Task inputs

▬▬▬▬▬▬▬▬▬▬

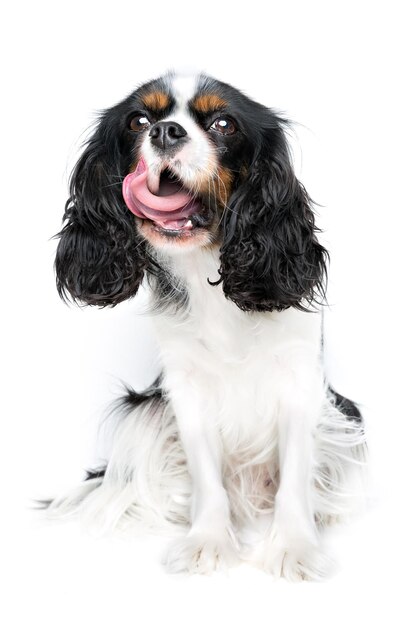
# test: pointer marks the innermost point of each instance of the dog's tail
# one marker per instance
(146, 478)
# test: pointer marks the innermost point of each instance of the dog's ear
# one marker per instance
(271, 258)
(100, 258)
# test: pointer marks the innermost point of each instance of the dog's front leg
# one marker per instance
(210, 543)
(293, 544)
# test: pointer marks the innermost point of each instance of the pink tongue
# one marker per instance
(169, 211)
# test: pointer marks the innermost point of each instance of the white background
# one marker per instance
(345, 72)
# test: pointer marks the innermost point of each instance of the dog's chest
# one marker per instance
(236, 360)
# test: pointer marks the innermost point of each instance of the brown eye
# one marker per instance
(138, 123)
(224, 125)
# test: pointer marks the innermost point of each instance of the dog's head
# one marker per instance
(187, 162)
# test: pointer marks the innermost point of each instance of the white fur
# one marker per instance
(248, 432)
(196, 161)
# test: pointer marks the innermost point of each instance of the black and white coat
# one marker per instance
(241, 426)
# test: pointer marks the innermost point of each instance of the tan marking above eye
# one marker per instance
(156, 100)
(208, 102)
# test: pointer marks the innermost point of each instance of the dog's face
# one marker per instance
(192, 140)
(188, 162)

▬▬▬▬▬▬▬▬▬▬

Your assignment
Tally every line of the listing that holds the string "white", then give the number by itself.

Written solution
3